### Text for analysis:

######

Wednesday, June 28, 2017

Recreated Cold War Apartments Can Cure Alzheimer's?

Director of nursing home Gunter Wolfram poses in a 70s styled "memory room" in Dresden, Germany. This innovative approach uses decor, meals and music of East Germany of the 1960s and 1970s which is said to help revive old memories and the residents' sense of self. (Credit: Tobias Schwarz/AFP/Getty Images)
One nursing home in Dresden, Germany, takes its residents back in time. Brown and yellow designs line the walls, as the scent of Spee and Fewa laundry detergent spreads throughout the room. Yellow magazines that haven’t been read in decades find a new home, joined by the plastic salt-and-pepper shakers that were owned throughout the former East Germany, which included Dresden. And an ”Intershop” sign hovers above a string of walkers and paraphernalia of the past, a constant reminder of the Communist era of yesteryear.

Alexa Seniors’ Residence has created “memory rooms,” that recreate the ambience of the German Democratic Republic (GDR), right down to the era’s meals, décor, and music. No detail was spared in the building of the rooms, from vintage wallpaper featured in German homes of the 1960s to the ditties spinning on record players. The goal is to encourage brain stimulation and reanimate memories of the past for the nursing home’s residents who suffer from Alzheimer’s Disease, dementia and general memory loss.

######

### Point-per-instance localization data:
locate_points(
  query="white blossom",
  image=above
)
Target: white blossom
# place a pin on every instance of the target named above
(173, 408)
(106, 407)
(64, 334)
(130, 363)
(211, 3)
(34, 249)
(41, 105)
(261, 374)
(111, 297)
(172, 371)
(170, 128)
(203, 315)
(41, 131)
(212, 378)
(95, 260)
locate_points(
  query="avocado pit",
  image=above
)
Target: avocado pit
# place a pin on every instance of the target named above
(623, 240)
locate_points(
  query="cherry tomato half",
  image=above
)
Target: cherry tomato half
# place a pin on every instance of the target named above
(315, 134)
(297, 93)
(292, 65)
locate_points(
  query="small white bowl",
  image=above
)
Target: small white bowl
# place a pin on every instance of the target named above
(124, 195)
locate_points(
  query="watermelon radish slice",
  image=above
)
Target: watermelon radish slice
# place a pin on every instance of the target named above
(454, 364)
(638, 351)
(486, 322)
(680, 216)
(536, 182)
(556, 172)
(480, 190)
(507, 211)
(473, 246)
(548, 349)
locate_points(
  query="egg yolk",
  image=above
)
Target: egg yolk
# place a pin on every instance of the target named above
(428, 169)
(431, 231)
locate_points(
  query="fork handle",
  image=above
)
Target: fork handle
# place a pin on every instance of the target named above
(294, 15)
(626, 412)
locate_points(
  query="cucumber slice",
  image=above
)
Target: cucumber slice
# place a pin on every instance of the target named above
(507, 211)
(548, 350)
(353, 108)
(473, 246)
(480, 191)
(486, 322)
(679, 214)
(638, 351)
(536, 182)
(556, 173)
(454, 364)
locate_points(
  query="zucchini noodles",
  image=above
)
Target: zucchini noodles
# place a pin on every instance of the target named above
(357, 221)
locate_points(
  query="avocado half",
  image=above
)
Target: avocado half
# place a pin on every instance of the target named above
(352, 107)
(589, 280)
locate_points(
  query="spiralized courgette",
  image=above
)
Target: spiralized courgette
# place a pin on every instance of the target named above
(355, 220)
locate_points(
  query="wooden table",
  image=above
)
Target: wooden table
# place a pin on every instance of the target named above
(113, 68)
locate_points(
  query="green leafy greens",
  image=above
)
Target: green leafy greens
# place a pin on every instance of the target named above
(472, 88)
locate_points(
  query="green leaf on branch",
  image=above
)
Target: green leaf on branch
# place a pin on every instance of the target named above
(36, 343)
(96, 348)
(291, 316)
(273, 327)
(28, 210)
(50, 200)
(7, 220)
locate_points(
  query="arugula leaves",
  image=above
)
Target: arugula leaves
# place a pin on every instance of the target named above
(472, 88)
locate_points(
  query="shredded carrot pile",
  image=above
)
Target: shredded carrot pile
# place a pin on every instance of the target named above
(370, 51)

######

### Work instructions:
a) Name every condition that the article on the Dresden memory rooms says the nursing home's residents suffer from.
b) Carry the article on the Dresden memory rooms forward from its final sentence.

### Answers:
a) Alzheimer's Disease, dementia, and general memory loss.

b)
The idea for the “memory room” first arose during a movie night dedicated to films from the GDR, when the nursing home’s director, Gunter Wolfram, decided to add another element to the viewing. He brought in a “Troll” motor scooter from that era that he found on eBay.

Just seeing the scooter encouraged the residents to reminisce about everything from scooter functionality to first dates. Inspired by the reaction, Wolfram scavenged the internet and flea markets, and in January 2016 introduced a room dedicated to Cold War-era memorabilia. He accented their Ostalgie – nostalgia for culture in East Germany – with a framed photograph of Erich Honecker, East Germany’s longtime head of state.

Recreated Cold War Apartments Help Seniors Battle Alzheimer’s | History.com
I thought this was a joke but it's for real. Why not find the root cause of Alzheimer's, instead of addressing the symptoms, which I think has to do with health, specifically nutrition and exercise. Instead we get laughable treatments like this for Alzheimer's or the pharmaceutical and westernized medicine route. Also this comes off like it's from the movie Austin Powers, where he has to relive what happened in the 1960s after being cryogenically frozen. Seriously this is absurd.